* _Task directions_
Rewrite each of the items below, swapping "Check carefully" for "Look closely" and keeping everything else the same. Leave out the pictures.

* _Data for this task_
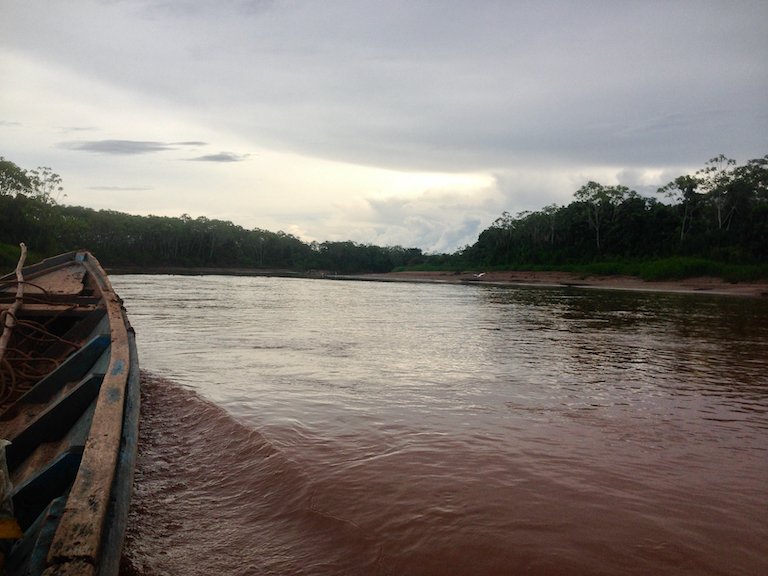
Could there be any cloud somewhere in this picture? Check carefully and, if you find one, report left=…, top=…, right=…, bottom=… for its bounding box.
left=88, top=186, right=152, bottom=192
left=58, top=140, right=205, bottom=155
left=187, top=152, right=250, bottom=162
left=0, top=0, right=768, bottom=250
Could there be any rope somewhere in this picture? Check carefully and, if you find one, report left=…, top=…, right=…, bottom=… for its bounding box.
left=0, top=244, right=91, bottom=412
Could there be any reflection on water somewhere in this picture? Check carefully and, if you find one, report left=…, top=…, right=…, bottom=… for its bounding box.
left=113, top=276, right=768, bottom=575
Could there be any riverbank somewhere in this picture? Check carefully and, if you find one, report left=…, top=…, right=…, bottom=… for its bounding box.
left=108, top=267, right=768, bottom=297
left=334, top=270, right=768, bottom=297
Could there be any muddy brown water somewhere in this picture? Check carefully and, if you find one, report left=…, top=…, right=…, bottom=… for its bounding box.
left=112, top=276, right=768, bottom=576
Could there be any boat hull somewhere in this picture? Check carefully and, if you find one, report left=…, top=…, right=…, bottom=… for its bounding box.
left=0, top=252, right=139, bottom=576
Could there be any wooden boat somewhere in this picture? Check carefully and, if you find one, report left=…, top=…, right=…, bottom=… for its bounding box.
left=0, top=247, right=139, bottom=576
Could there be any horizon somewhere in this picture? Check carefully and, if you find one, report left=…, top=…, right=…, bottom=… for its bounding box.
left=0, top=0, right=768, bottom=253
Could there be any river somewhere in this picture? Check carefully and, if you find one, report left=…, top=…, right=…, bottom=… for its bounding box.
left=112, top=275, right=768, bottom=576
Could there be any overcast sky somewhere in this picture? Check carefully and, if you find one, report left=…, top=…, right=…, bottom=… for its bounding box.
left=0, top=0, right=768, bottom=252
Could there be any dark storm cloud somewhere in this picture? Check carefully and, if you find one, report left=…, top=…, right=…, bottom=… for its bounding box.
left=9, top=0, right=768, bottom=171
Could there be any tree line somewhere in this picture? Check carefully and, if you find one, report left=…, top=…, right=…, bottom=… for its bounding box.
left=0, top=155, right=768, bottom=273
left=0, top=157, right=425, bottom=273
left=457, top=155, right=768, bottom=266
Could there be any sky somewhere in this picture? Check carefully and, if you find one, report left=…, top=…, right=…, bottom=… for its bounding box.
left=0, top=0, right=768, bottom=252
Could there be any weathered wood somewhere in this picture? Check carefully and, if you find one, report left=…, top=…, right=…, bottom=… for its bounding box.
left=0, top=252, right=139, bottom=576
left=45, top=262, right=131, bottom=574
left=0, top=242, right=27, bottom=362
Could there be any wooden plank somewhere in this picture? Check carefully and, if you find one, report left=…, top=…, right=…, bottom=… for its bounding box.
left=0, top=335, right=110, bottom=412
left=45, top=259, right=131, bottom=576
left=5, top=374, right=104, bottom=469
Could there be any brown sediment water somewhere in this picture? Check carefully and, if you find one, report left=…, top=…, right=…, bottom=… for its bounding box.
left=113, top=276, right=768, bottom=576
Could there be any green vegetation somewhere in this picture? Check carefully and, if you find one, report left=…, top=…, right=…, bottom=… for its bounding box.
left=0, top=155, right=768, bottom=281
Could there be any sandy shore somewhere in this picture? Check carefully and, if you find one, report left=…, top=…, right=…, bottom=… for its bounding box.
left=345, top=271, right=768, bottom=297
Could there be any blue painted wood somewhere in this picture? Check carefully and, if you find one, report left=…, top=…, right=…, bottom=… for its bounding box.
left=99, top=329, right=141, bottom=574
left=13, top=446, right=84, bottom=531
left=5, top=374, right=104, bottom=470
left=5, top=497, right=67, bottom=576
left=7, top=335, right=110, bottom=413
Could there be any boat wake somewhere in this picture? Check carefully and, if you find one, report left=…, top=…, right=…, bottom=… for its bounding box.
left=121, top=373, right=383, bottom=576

* _Expected answer_
Could there be any cloud somewhere in this picture? Look closely and, if you find one, report left=…, top=…, right=…, bottom=… for its bounding box.
left=88, top=186, right=152, bottom=192
left=58, top=140, right=205, bottom=155
left=187, top=152, right=250, bottom=162
left=0, top=0, right=768, bottom=250
Could there be any rope somewhere in this picture? Look closely and, if you find one, report left=…, top=…, right=…, bottom=… for its bounding box.
left=0, top=244, right=91, bottom=412
Could there be any reflection on water somewhere in this picture? Look closely and, if you find one, report left=…, top=…, right=…, bottom=… for its bounding box.
left=113, top=276, right=768, bottom=575
Could there be any riverbank somewhere in this picture? Look closely and, if you find one, report left=…, top=…, right=…, bottom=… for its bounding box.
left=108, top=267, right=768, bottom=297
left=334, top=270, right=768, bottom=297
Could there be any muddy brown water somewhere in this picture? Look closely and, if you find one, report left=…, top=…, right=…, bottom=… for its bounding box.
left=112, top=276, right=768, bottom=576
Could there be any boat hull somewhere in this picture? Look closely and, if you find one, report left=…, top=…, right=…, bottom=… for its bounding box.
left=0, top=252, right=139, bottom=576
Could there be any wooden boat somewhere in this picture? Look closely and, if you find one, report left=…, top=…, right=…, bottom=… for its bounding box.
left=0, top=247, right=139, bottom=576
Could there be any horizon somewhere in this picture? Look closely and, if you find one, report left=…, top=…, right=…, bottom=… for its bounding box.
left=0, top=0, right=768, bottom=253
Could there be any river somewhere in this picture? Look closely and, if you find one, report left=…, top=…, right=…, bottom=… for its bounding box.
left=112, top=275, right=768, bottom=576
Could there be any overcast sky somewhere in this picture? Look closely and, if you find one, report left=…, top=…, right=…, bottom=… for its bounding box.
left=0, top=0, right=768, bottom=252
Could there be any dark storm cloud somewhere in this picture? Look closely and, if you find one, report left=…, top=…, right=…, bottom=… for its bounding box.
left=9, top=0, right=768, bottom=171
Could there be any tree line somewhere in this picture? Look closely and, if you find one, report left=…, top=…, right=…, bottom=… for its bounding box.
left=0, top=155, right=768, bottom=273
left=0, top=157, right=425, bottom=273
left=457, top=155, right=768, bottom=266
Could there be any sky somewhere in this picture? Look closely and, if you find one, report left=…, top=…, right=…, bottom=… for its bounding box.
left=0, top=0, right=768, bottom=252
Could there be any weathered wood somewhere in this picture? Look closely and, if you find one, report left=…, top=…, right=…, bottom=… for its bounding box.
left=0, top=252, right=139, bottom=576
left=45, top=262, right=131, bottom=574
left=0, top=242, right=27, bottom=362
Could there be any wooden plank somewhere in this picture? Look closely and, if you find one, report left=…, top=…, right=…, bottom=… for its bounding box.
left=0, top=335, right=110, bottom=412
left=45, top=259, right=131, bottom=576
left=5, top=374, right=104, bottom=469
Could there be any brown sediment water somewhere in this picture? Look closely and, if you find one, report left=…, top=…, right=…, bottom=… for its bounding box.
left=113, top=276, right=768, bottom=576
Could there be any green vegetation somewhere in this picture? Look closely and, if you find one, report left=…, top=…, right=…, bottom=… for its bounding box.
left=0, top=155, right=768, bottom=281
Could there be any sandy shore somewhere in this picture? Look closely and, if you find one, report left=…, top=…, right=…, bottom=… for its bounding box.
left=345, top=271, right=768, bottom=297
Could there be any blue painted wood somewhere in this picture? Look closely and, if you find one, report left=…, top=…, right=…, bottom=… for its bounding box.
left=99, top=329, right=141, bottom=574
left=13, top=446, right=84, bottom=531
left=5, top=374, right=104, bottom=470
left=5, top=497, right=67, bottom=576
left=7, top=335, right=110, bottom=413
Could there be any boat wake somewhere in this picture? Look closely and, if you find one, report left=…, top=…, right=…, bottom=… for its bounding box.
left=121, top=373, right=383, bottom=576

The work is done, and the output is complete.